---------- INPUT
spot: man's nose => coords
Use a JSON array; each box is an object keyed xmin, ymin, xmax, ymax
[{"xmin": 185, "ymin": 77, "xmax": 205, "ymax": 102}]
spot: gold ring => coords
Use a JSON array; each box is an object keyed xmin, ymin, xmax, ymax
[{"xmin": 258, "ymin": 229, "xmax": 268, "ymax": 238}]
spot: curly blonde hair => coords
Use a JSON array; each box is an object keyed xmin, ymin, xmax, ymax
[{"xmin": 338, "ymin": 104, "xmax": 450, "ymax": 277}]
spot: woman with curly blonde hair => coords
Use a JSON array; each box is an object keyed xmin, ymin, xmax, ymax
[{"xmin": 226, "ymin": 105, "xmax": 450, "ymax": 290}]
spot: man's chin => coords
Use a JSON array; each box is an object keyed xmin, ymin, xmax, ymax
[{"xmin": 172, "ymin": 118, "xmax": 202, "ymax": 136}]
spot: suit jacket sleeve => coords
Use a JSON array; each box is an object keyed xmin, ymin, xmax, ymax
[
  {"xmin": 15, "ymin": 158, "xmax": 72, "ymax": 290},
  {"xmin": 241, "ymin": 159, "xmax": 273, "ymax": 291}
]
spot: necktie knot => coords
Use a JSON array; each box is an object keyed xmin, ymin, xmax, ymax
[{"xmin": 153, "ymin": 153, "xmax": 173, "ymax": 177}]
--------------------
[EXERCISE] Produce an exact copy of the whole listing.

[WRITTEN SOLUTION]
spot: man's nose => coords
Use a JSON array; each box is an object keyed xmin, ymin, xmax, ymax
[{"xmin": 185, "ymin": 77, "xmax": 205, "ymax": 102}]
spot: gold ring => coords
Use a JSON array; each box is an object keyed xmin, ymin, xmax, ymax
[{"xmin": 258, "ymin": 229, "xmax": 268, "ymax": 238}]
spot: curly blonde hair => coords
Use a JSON array; each box is an object keyed xmin, ymin, xmax, ymax
[{"xmin": 338, "ymin": 104, "xmax": 450, "ymax": 277}]
spot: woman with curly blonde hair => coords
Use a JSON array; each box is an object keyed xmin, ymin, xmax, ymax
[{"xmin": 226, "ymin": 105, "xmax": 450, "ymax": 290}]
spot: man's chin => coords
Use a JSON array; each box is an object keyed xmin, ymin, xmax, ymax
[{"xmin": 172, "ymin": 118, "xmax": 202, "ymax": 136}]
spot: suit jacket sleeve => coords
Use a JSON array; each box is an object keyed xmin, ymin, xmax, ymax
[
  {"xmin": 15, "ymin": 158, "xmax": 72, "ymax": 290},
  {"xmin": 241, "ymin": 159, "xmax": 273, "ymax": 291}
]
spot: necktie knot => coords
Use a JSON array; each box is an object keyed xmin, ymin, xmax, ymax
[{"xmin": 153, "ymin": 153, "xmax": 173, "ymax": 177}]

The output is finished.